** Directions for this task **
Please copy every line of the data below, requests included, and adjust each coordinate in the answers by adding -29 to it. Leave the pictures out.

====== Input data ======

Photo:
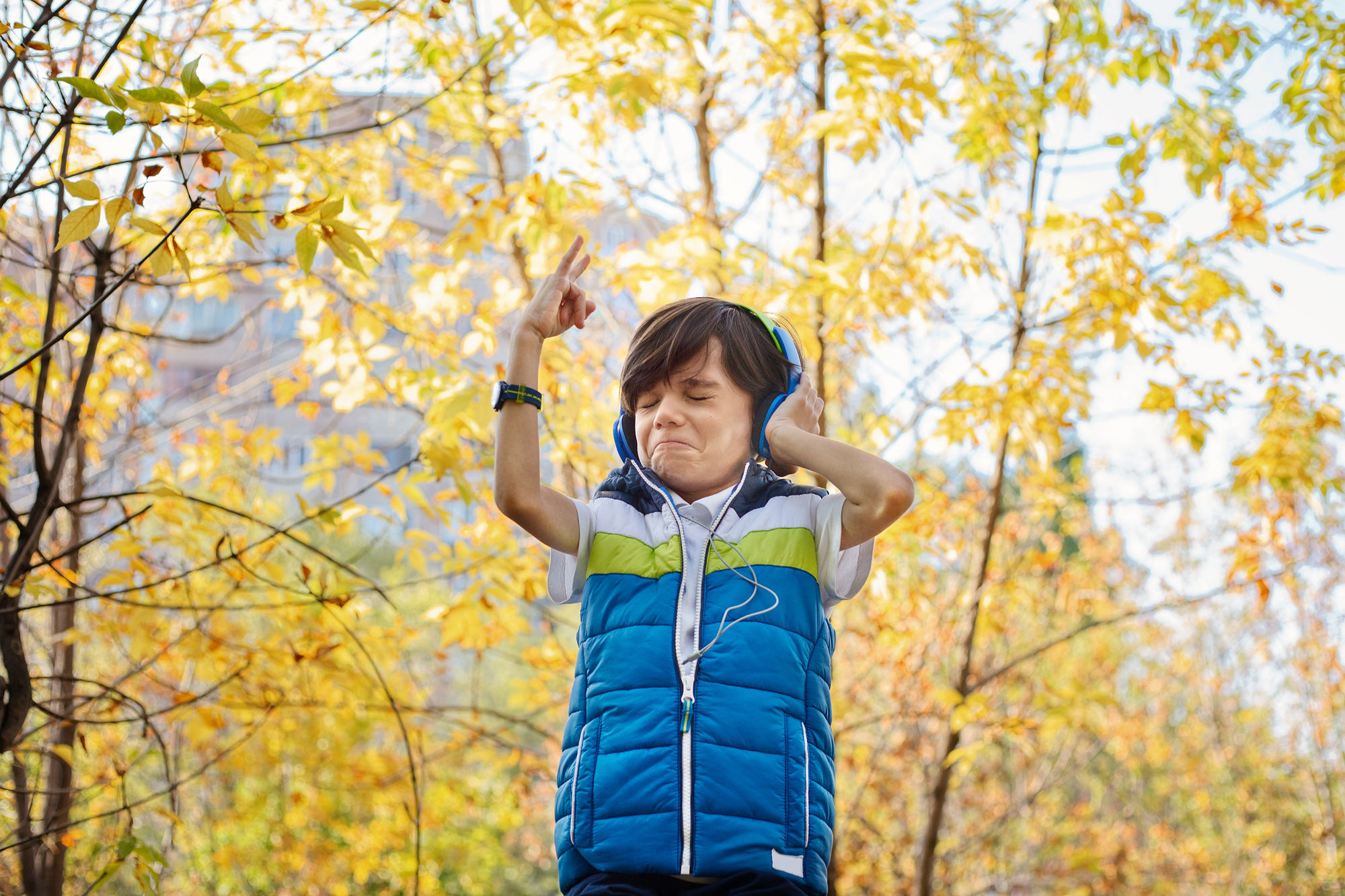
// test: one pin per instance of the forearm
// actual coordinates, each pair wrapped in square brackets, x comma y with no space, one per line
[520,493]
[876,493]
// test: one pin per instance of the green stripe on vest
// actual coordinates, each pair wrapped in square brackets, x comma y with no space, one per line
[769,548]
[613,553]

======

** Task response **
Photo:
// test: one pin per instance of the forearm
// actual coordinates, each pair wrapped in square brackets, x comma y with no space, one per line
[491,464]
[847,464]
// test: one pin per instance of the green stripe on vest
// actual coordinates, each pair wrapped in square brackets, x comma y with no space, one per line
[740,519]
[584,524]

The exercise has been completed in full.